### Work instructions
Filter the listing down to the lines containing the word "Query".
== Segment start ==
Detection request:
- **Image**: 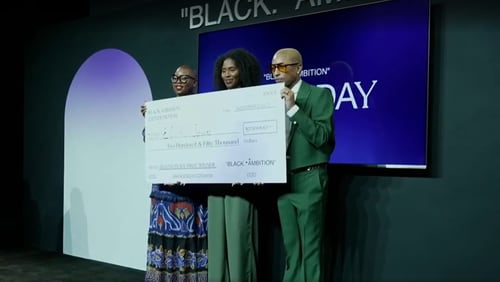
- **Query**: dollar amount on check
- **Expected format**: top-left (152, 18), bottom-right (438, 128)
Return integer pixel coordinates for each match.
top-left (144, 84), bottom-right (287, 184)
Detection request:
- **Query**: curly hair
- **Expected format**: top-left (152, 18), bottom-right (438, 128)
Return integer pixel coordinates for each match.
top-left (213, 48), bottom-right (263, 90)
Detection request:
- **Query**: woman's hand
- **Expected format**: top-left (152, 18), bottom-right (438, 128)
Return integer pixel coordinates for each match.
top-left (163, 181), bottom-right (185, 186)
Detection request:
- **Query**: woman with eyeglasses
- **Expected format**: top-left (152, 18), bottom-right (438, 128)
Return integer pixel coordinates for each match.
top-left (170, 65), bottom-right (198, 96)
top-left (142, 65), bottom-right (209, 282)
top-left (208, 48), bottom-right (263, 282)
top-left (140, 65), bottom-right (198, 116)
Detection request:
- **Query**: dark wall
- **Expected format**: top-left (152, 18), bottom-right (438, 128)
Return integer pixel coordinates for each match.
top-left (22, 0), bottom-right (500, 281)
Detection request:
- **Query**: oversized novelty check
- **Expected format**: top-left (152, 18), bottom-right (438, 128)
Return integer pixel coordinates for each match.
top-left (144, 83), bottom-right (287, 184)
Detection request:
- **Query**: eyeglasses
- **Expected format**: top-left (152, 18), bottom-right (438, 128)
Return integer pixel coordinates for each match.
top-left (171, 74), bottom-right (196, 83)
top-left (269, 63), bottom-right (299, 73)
== Segment end ==
== Segment start ==
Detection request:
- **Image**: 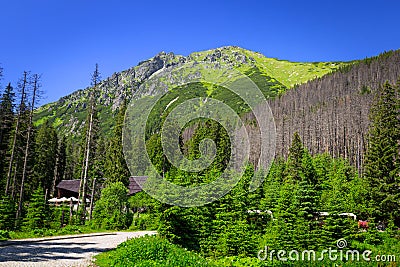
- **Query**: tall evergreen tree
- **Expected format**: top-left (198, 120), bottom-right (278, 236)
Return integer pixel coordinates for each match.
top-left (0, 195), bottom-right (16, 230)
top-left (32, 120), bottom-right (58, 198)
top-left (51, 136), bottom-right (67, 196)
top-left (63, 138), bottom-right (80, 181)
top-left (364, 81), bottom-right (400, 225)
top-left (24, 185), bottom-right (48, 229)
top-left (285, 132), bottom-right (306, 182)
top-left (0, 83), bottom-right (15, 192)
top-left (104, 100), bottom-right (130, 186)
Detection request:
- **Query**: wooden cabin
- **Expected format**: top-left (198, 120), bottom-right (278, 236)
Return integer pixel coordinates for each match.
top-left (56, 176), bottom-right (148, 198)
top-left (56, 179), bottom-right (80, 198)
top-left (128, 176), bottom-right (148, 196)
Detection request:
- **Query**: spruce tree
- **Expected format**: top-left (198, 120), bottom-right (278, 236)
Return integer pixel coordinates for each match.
== Segment end ==
### Response to this exercise
- **Query**: dollar amount on check
- **Query**: curly hair
- **Query**: woman's hand
- **Query**: woman with eyeglasses
- **Query**: dark wall
- **Query**: oversized novelty check
- **Query**: eyeglasses
- **Query**: tall evergreen tree
- **Query**: wooden cabin
- **Query**: spruce tree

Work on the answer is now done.